_What to do_
Write every entry out again exactly, please, and skip the pictures.

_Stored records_
------------------------------------

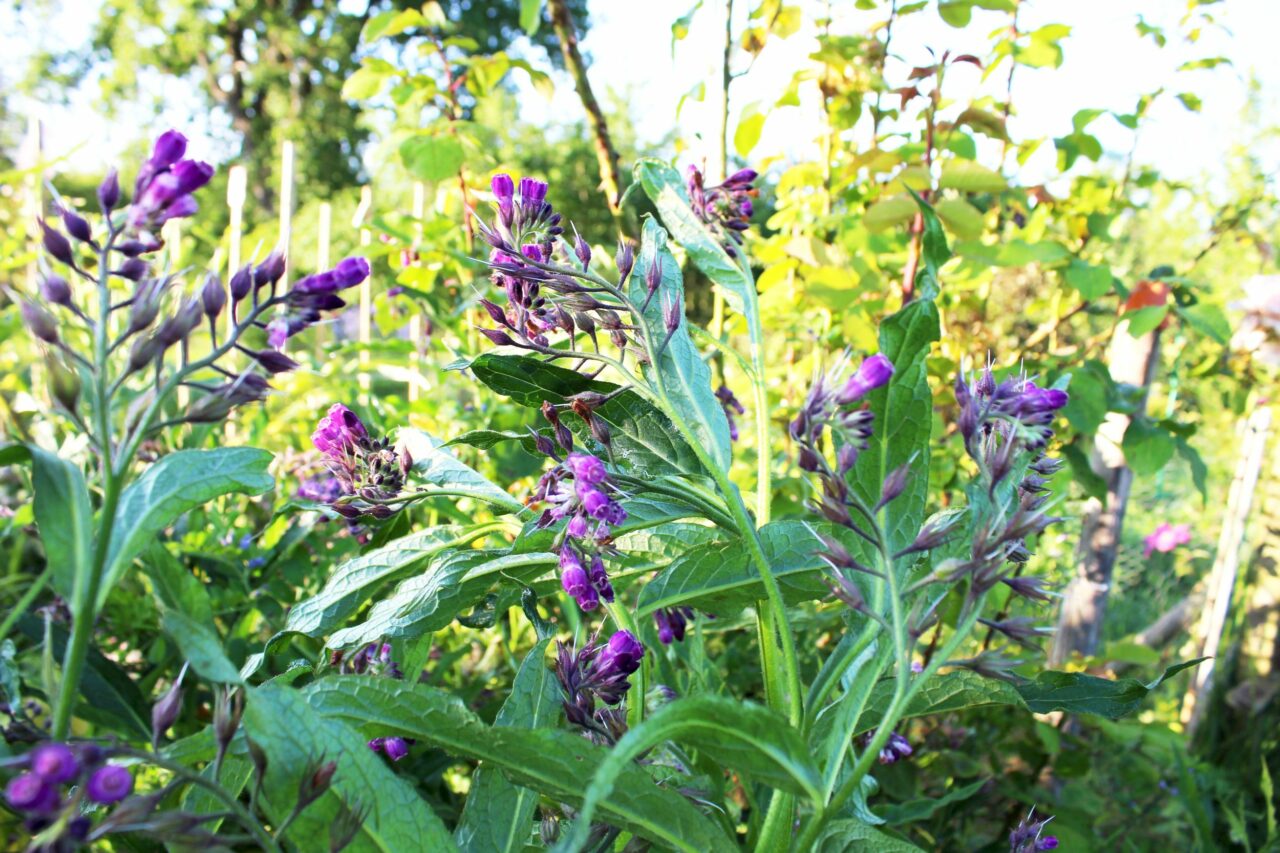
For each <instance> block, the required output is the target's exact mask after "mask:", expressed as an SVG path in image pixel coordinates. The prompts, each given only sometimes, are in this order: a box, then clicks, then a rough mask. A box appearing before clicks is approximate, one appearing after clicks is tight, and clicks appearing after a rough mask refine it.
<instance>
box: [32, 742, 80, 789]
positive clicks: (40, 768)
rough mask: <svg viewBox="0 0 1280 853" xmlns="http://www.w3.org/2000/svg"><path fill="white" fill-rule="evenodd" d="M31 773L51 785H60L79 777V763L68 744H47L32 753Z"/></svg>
mask: <svg viewBox="0 0 1280 853" xmlns="http://www.w3.org/2000/svg"><path fill="white" fill-rule="evenodd" d="M31 771H32V772H33V774H36V775H37V776H40V777H41V779H44V780H45V781H47V783H50V784H54V785H60V784H63V783H69V781H70V780H73V779H76V776H78V775H79V762H78V761H76V753H74V752H72V748H70V747H68V745H67V744H64V743H46V744H41V745H38V747H36V748H35V749H33V751H32V753H31Z"/></svg>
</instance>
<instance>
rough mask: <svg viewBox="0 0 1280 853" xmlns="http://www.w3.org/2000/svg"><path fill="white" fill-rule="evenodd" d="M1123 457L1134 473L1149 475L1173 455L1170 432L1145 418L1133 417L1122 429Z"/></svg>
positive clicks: (1172, 450) (1169, 458) (1160, 467)
mask: <svg viewBox="0 0 1280 853" xmlns="http://www.w3.org/2000/svg"><path fill="white" fill-rule="evenodd" d="M1121 448H1123V450H1124V459H1125V462H1126V464H1128V465H1129V467H1132V469H1133V471H1134V474H1138V475H1142V476H1149V475H1152V474H1155V473H1156V471H1158V470H1160V469H1162V467H1164V466H1165V464H1166V462H1167V461H1169V460H1170V459H1172V457H1174V451H1175V450H1178V446H1176V444H1175V443H1174V437H1172V434H1171V433H1170V432H1169V430H1167V429H1164V428H1161V427H1157V425H1155V424H1153V423H1151V421H1149V420H1147V419H1146V418H1134V419H1133V420H1132V421H1129V427H1128V428H1126V429H1125V430H1124V442H1121Z"/></svg>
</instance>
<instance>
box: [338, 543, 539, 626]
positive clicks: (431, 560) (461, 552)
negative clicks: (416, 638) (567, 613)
mask: <svg viewBox="0 0 1280 853" xmlns="http://www.w3.org/2000/svg"><path fill="white" fill-rule="evenodd" d="M557 562H558V557H557V556H556V555H552V553H543V552H532V553H507V552H497V551H474V549H461V551H445V552H443V553H440V555H438V556H435V557H434V558H433V560H431V561H430V564H429V565H428V566H426V569H424V570H422V571H421V573H420V574H416V575H413V576H412V578H406V579H404V580H402V581H401V583H399V585H397V587H396V589H394V590H393V592H392V593H390V594H389V596H387V597H385V598H383V599H381V601H379V602H378V603H376V605H374V606H372V607H371V608H370V610H369V615H367V616H366V617H365V621H362V622H361V624H358V625H355V626H352V628H347V629H343V630H339V631H335V633H334V634H333V635H332V637H329V647H330V648H352V647H355V646H362V644H365V643H372V642H375V640H378V639H381V638H415V637H421V635H422V634H430V633H431V631H438V630H440V629H442V628H444V626H445V625H448V624H449V622H452V621H453V619H454V617H456V616H457V615H458V613H460V612H462V611H463V610H465V608H467V607H471V606H472V605H475V603H477V602H479V601H480V599H481V598H483V597H484V593H485V592H486V590H488V589H489V588H490V587H492V585H493V583H494V581H495V580H498V579H500V578H511V579H516V580H520V581H527V580H532V579H534V578H536V576H538V575H540V574H543V573H545V571H547V570H548V569H550V567H553V566H554V565H556V564H557Z"/></svg>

------------------------------------

_Answer for the task_
For each <instance> block, the required output is the target's exact mask after "mask:", expressed as an SVG path in image pixel coordinates. The prompts, each given only sometimes, are in this order: a box, then clicks, then a rough mask. A box appearing before clicks is approximate, one appearing after clicks is tight, and clicks appearing after a rough mask refine it.
<instance>
box: [32, 742, 80, 789]
positive clicks: (40, 768)
rough mask: <svg viewBox="0 0 1280 853" xmlns="http://www.w3.org/2000/svg"><path fill="white" fill-rule="evenodd" d="M31 773L51 785H60L79 777V763L68 744H47L32 753Z"/></svg>
mask: <svg viewBox="0 0 1280 853" xmlns="http://www.w3.org/2000/svg"><path fill="white" fill-rule="evenodd" d="M31 771H32V772H33V774H36V775H37V776H40V777H41V779H44V780H45V781H47V783H50V784H54V785H60V784H63V783H69V781H70V780H73V779H76V776H78V775H79V762H78V761H76V753H74V752H72V748H70V747H68V745H67V744H64V743H46V744H41V745H38V747H36V748H35V749H33V751H32V753H31Z"/></svg>
</instance>
<instance>
rough mask: <svg viewBox="0 0 1280 853" xmlns="http://www.w3.org/2000/svg"><path fill="white" fill-rule="evenodd" d="M1123 457L1134 473L1149 475L1173 455L1170 432L1145 418L1133 417L1122 429Z"/></svg>
positive clicks: (1172, 450) (1169, 458) (1160, 467)
mask: <svg viewBox="0 0 1280 853" xmlns="http://www.w3.org/2000/svg"><path fill="white" fill-rule="evenodd" d="M1121 448H1123V450H1124V459H1125V462H1126V464H1128V465H1129V467H1132V469H1133V471H1134V474H1138V475H1142V476H1149V475H1152V474H1155V473H1156V471H1158V470H1160V469H1162V467H1164V466H1165V464H1166V462H1167V461H1169V460H1170V459H1172V457H1174V451H1175V450H1178V446H1176V444H1175V443H1174V437H1172V434H1171V433H1170V432H1169V430H1167V429H1164V428H1161V427H1157V425H1155V424H1153V423H1151V421H1149V420H1147V419H1146V418H1134V419H1133V420H1132V421H1129V427H1128V428H1126V429H1125V430H1124V442H1121Z"/></svg>
</instance>
<instance>
box: [338, 543, 539, 626]
positive clicks: (431, 560) (461, 552)
negative clicks: (416, 638) (567, 613)
mask: <svg viewBox="0 0 1280 853" xmlns="http://www.w3.org/2000/svg"><path fill="white" fill-rule="evenodd" d="M557 562H558V557H557V556H556V555H552V553H543V552H532V553H507V552H497V551H474V549H461V551H445V552H443V553H440V555H438V556H435V557H434V558H433V560H431V561H430V564H429V565H428V566H426V569H424V570H422V571H421V573H420V574H416V575H413V576H412V578H406V579H404V580H402V581H401V583H399V585H397V587H396V589H394V590H393V592H392V593H390V594H389V596H387V597H385V598H383V599H381V601H379V602H378V603H376V605H374V606H372V607H371V608H370V610H369V615H367V616H366V617H365V621H362V622H361V624H358V625H355V626H352V628H347V629H343V630H339V631H335V633H334V634H333V635H332V637H329V647H330V648H352V647H355V646H362V644H365V643H372V642H375V640H378V639H381V638H415V637H421V635H422V634H430V633H431V631H438V630H440V629H442V628H444V626H445V625H448V624H449V622H452V621H453V619H454V617H456V616H457V615H458V613H460V612H462V611H463V610H465V608H467V607H471V606H472V605H475V603H477V602H479V601H480V599H481V598H483V597H484V593H485V592H486V590H488V589H489V588H490V587H492V585H493V583H494V581H495V580H498V579H500V578H511V579H516V580H520V581H527V580H532V579H534V578H536V576H538V575H540V574H543V573H545V571H547V570H548V569H550V567H553V566H554V565H556V564H557Z"/></svg>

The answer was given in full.